◆ Selected passage ◆
↓↓↓

<***VB.NET***> DataTable.Select's efficiency???

  • Thread starter Thread starter dotnet-MS
  • Start date Start date
D

dotnet-MS

Hello!!
You would be welcome to answer the Question:

I make a DataSet's instance(sfSalesPlanDataSet) of DB's Table,
Add new DataRow into sfSalesPlanDataSet, and seek a record,
But When I Creating the DataRow, seek the record, it becomes very slow.
the following code is the sample:
When running the <***Sample 1***>, it is very fast (3 seconds);
When running the <***Sample 2***>, it becomes very very slow (20 minutes);

<***Sample 1***>

Dim i As Integer = 0
Dim j As Random = New Random(10000)

'sfSalesPlanDataSet: DataSet's Instance of a DB's Table
For i = 0 To 10000 ':loop 1
'Create a new data row
Dim dataRow As DataRow = sfSalesPlanDataSet.Tables(0).NewRow()

'Set value to datarow
dataRow(0) = "A"
dataRow(1) = i.ToString()
dataRow(2) = "200405"
dataRow(3) = 100.0

'add dataRow to the dataTable
sfSalesPlanDataSet.Tables(0).Rows.Add(dataRow)
Next

'seek the record from the DataTable
For i = 0 To 10000 ':loop 2
Dim selectedRecords() As DataRow = Nothing
selectedRecords =
sfSalesPlanDataSet.Tables(0).Select(String.Format("ITEMNO = '{0}'",
i.ToString()))
Next

<***Sample 2***>
Dim i As Integer = 0
Dim j As Random = New Random(10000)

'sfSalesPlanDataSet: DataSet's Instance of a DB's Table
For i = 0 To 10000 ':loop 1
'Create a new data row
Dim dataRow As DataRow = sfSalesPlanDataSet.Tables(0).NewRow()

'Set value to datarow
dataRow(0) = "A"
dataRow(1) = i.ToString()
dataRow(2) = "200405"
dataRow(3) = 100.0

'add dataRow to the dataTable
sfSalesPlanDataSet.Tables(0).Rows.Add(dataRow)

'seek the record from the DataTable
Dim selectedRecords() As DataRow = Nothing
selectedRecords =
sfSalesPlanDataSet.Tables(0).Select(String.Format("ITEMNO = '{0}'",
i.ToString()))
Next

From Yejian ([email protected])

↑↑↑

◆ Dataset extract ◆
↓↓↓

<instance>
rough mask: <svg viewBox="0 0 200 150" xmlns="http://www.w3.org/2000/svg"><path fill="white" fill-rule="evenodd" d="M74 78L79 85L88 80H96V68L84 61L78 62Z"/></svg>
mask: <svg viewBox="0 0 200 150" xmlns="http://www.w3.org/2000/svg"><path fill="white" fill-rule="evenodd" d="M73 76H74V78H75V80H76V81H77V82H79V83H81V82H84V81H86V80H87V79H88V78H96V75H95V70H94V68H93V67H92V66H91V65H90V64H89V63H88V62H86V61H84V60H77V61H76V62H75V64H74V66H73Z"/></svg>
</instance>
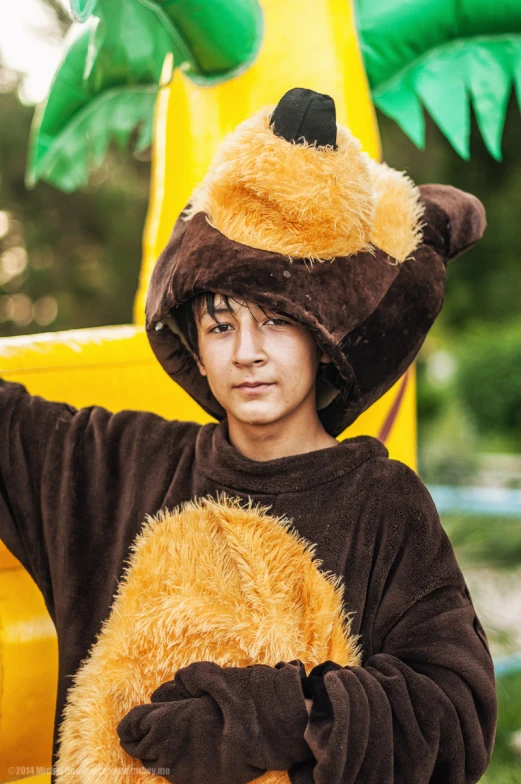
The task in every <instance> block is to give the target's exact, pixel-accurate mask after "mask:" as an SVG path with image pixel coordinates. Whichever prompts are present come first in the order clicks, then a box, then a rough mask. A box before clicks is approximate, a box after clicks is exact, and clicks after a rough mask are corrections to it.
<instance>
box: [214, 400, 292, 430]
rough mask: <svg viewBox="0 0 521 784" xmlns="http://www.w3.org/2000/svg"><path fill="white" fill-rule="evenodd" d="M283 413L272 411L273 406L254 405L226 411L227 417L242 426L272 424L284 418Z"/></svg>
mask: <svg viewBox="0 0 521 784" xmlns="http://www.w3.org/2000/svg"><path fill="white" fill-rule="evenodd" d="M284 413H285V412H284V411H274V410H273V406H264V405H262V404H261V405H258V404H256V405H254V406H241V407H240V408H239V409H234V410H230V409H228V411H227V415H228V417H230V415H231V416H232V417H233V418H234V419H235V420H236V421H238V422H241V423H242V424H244V425H259V426H261V425H270V424H271V423H272V422H278V421H279V420H280V419H281V418H283V417H284Z"/></svg>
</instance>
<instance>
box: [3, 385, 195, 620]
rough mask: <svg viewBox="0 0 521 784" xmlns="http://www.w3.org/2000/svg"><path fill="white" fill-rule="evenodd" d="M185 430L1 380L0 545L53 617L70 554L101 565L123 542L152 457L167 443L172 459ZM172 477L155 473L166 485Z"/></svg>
mask: <svg viewBox="0 0 521 784" xmlns="http://www.w3.org/2000/svg"><path fill="white" fill-rule="evenodd" d="M180 424H181V423H179V422H176V421H172V422H170V421H167V420H163V419H162V418H161V417H158V416H156V415H154V414H149V413H147V412H140V411H121V412H118V413H115V414H113V413H111V412H110V411H108V410H106V409H104V408H102V407H100V406H91V407H88V408H80V409H76V408H74V406H71V405H68V404H67V403H58V402H51V401H48V400H45V399H43V398H42V397H39V396H37V395H31V394H29V392H28V391H27V390H26V388H25V387H24V386H23V385H22V384H18V383H12V382H8V381H5V380H2V379H0V539H2V540H3V541H4V543H5V544H6V546H7V547H8V549H9V550H10V551H11V552H12V553H13V555H15V556H16V558H18V559H19V560H20V561H21V563H22V564H23V566H24V567H25V568H26V569H27V571H28V572H29V573H30V574H31V576H32V577H33V579H34V581H35V582H36V584H37V585H38V587H39V588H40V590H41V591H42V593H43V595H44V598H45V600H46V603H47V606H48V608H49V611H50V612H51V615H52V611H53V606H54V594H55V593H56V592H57V591H58V590H59V588H58V586H59V582H60V581H62V580H63V579H65V577H64V575H65V574H66V568H74V565H73V564H71V563H69V561H70V559H71V558H72V557H73V556H72V555H71V553H72V552H74V553H76V554H77V557H78V558H83V559H84V560H85V561H88V560H89V559H90V560H91V561H92V562H99V563H101V561H102V559H103V558H104V557H105V556H104V555H103V553H104V552H105V550H107V549H108V548H109V546H113V547H114V548H115V547H116V544H113V545H111V543H113V542H114V540H115V539H116V538H117V537H119V539H121V538H122V537H123V536H124V531H123V530H121V531H118V530H117V521H118V520H122V521H123V523H124V524H125V526H126V527H130V526H131V525H132V523H133V519H134V517H136V518H138V520H139V519H140V517H139V516H140V514H141V511H142V510H141V506H140V503H141V502H140V494H139V493H138V489H139V486H140V482H143V481H144V477H145V471H146V470H147V465H149V464H150V463H152V460H151V454H152V455H153V454H154V450H155V453H156V454H158V455H161V449H163V454H164V452H165V450H166V447H165V446H164V445H165V444H170V445H171V446H169V447H168V448H169V449H170V452H169V455H170V453H172V452H173V450H174V444H175V434H173V433H172V432H171V431H172V429H173V428H174V426H175V425H180ZM183 424H187V423H183ZM166 429H168V432H165V430H166ZM176 433H177V431H176ZM172 435H174V438H172V437H171V436H172ZM163 462H165V463H166V461H163ZM168 470H169V466H168V465H166V464H165V465H164V466H163V465H158V466H157V467H156V468H155V469H154V475H155V478H156V480H157V486H158V487H161V486H162V485H161V483H162V473H161V472H162V471H164V472H165V473H166V472H167V471H168ZM148 484H149V485H150V484H154V483H153V482H149V483H148ZM154 486H155V484H154ZM141 495H142V494H141ZM118 541H119V540H118ZM121 549H122V550H123V545H121ZM103 563H105V561H103ZM107 568H108V566H107Z"/></svg>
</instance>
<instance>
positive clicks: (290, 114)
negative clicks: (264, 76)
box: [271, 87, 337, 150]
mask: <svg viewBox="0 0 521 784" xmlns="http://www.w3.org/2000/svg"><path fill="white" fill-rule="evenodd" d="M271 128H272V131H273V133H275V134H276V135H277V136H282V138H283V139H286V140H287V141H288V142H296V143H297V144H302V139H305V140H306V142H308V144H316V145H317V146H318V147H323V146H325V145H326V144H330V145H331V146H332V147H333V148H334V149H335V150H336V149H337V143H336V108H335V102H334V100H333V99H332V98H331V96H330V95H325V94H324V93H316V92H315V91H314V90H308V89H307V88H306V87H293V88H292V89H291V90H288V92H287V93H285V94H284V95H283V96H282V98H281V99H280V101H279V102H278V104H277V106H276V107H275V109H274V110H273V113H272V115H271Z"/></svg>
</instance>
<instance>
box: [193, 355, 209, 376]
mask: <svg viewBox="0 0 521 784" xmlns="http://www.w3.org/2000/svg"><path fill="white" fill-rule="evenodd" d="M195 361H196V363H197V367H198V368H199V373H200V374H201V375H202V376H206V375H207V374H206V368H205V366H204V365H203V363H202V362H201V360H200V359H199V358H198V357H196V358H195Z"/></svg>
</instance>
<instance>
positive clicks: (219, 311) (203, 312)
mask: <svg viewBox="0 0 521 784" xmlns="http://www.w3.org/2000/svg"><path fill="white" fill-rule="evenodd" d="M214 313H232V310H231V309H230V308H224V307H223V308H215V309H214ZM209 315H210V312H209V310H208V308H207V307H205V308H204V310H203V311H202V312H201V318H202V317H203V316H209Z"/></svg>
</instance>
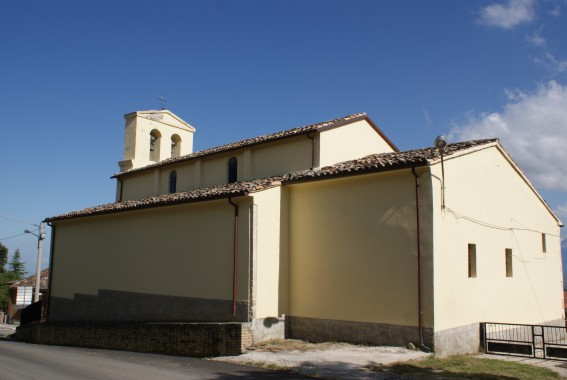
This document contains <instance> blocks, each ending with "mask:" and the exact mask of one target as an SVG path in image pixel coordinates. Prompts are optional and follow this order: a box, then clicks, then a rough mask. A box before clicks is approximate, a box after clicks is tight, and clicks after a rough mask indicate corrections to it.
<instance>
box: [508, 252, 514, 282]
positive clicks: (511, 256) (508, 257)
mask: <svg viewBox="0 0 567 380" xmlns="http://www.w3.org/2000/svg"><path fill="white" fill-rule="evenodd" d="M513 275H514V271H513V270H512V250H511V249H510V248H506V277H512V276H513Z"/></svg>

↑↑↑

◆ Exercise requirements ◆
Extend the DataTable.Select thread beyond its final line. The entries have no connection to the DataTable.Select thread.

◆ Written response ◆
Hi Yejian

Did you try the dataview rowfilter with a sort before, that is faster,
however I do not know how much in your situation.

Cor
 
Hi Cor

Thanks for your help,
but it is still very slow.
what is the difference between <***Sample 1***> and <***Sample 2***>?
why the <***Sample 2***> is so much slower than the <***Sample 1***>?

thank you very much.

Yejian
 
Although I can't replicate the exact scenario that you have (at least I
can't be sure its the same b/c I don't have the table definitions), i"m not
seeign anywhere near this drastic performance degradation. However, the two
code blocks are dramatically different. In the first one you are doing all
of the additions in one swoop. You are doing the .Select 's on essentially
static data, it's not chaning. So the Select statement at the second pass
of the loop is being performed on the same set of data as the first, third,
nine thousandth etc. The same isn't the case in the second one. Each time
through you are querying a different datatable in that the number of rows is
different.

There could be some other stuff going on too b/c I can't see the column
definitions and if/what the primary key column is would have some bearing.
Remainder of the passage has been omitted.